PAR Class 8, Thurs 2019-02-07

W Randolph Franklin, RPI

2019-02-07 00:00

Table of contents::

1 NVidia device architecture, CUDA ctd
2 Nvidia conceptual hierarchy
3 GPU range of speeds
4 CUDA
- 4.1 Versions
- 4.2 Stanford lectures
- 4.3 Misc

1 NVidia device architecture, CUDA ctd

The above shared memory model hits a wall; CUDA handles the other side of the wall.
See Stanford's parallel course notes, which they've made freely available. (Thanks.)
1. They're part of Nvidia's Academic programs site.
2. They are very well done.
3. They are obsolete in some places, which I'll mention.
4. However, a lot of newer CUDA material is also obsolete.
5. Nevertheless, the principles are still mostly valid.

2 Nvidia conceptual hierarchy

As always, this is as I understand it, and could be wrong. Nvidia uses their own terminology inconsistently. They may use one name for two things (E.g., Tesla and GPU), and may use two names for one thing (e.g., module and accelerator). As time progresses, they change their terminology.

DATA LINES =>

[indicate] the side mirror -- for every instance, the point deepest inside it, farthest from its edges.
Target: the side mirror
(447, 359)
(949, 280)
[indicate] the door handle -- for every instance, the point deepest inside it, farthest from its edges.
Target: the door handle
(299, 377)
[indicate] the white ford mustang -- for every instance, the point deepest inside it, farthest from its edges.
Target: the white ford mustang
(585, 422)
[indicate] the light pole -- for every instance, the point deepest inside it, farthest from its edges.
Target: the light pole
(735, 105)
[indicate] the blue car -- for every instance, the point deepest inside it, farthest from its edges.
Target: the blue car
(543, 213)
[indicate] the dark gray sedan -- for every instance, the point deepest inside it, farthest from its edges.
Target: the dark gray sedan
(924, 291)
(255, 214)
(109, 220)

SET OF TASKS =>
A – Answer each question from the class notes, one line per answer, marked to match:
(i) Whose parallel course notes are recommended?
(ii) On what site do those notes appear?
(iii) Which two names does Nvidia use for one thing, according to the example given?
B – Copy the listing from the line with "[indicate] the white" through the end of the listing, keeping every line unchanged.

SOLUTIONS FOR EACH TASK =>
A –
(i) Stanford's.
(ii) Nvidia's Academic programs site.
(iii) Module and accelerator.

B –
[indicate] the white ford mustang -- for every instance, the point deepest inside it, farthest from its edges.
Target: the white ford mustang
(585, 422)
[indicate] the light pole -- for every instance, the point deepest inside it, farthest from its edges.
Target: the light pole
(735, 105)
[indicate] the blue car -- for every instance, the point deepest inside it, farthest from its edges.
Target: the blue car
(543, 213)
[indicate] the dark gray sedan -- for every instance, the point deepest inside it, farthest from its edges.
Target: the dark gray sedan
(924, 291)
(255, 214)
(109, 220)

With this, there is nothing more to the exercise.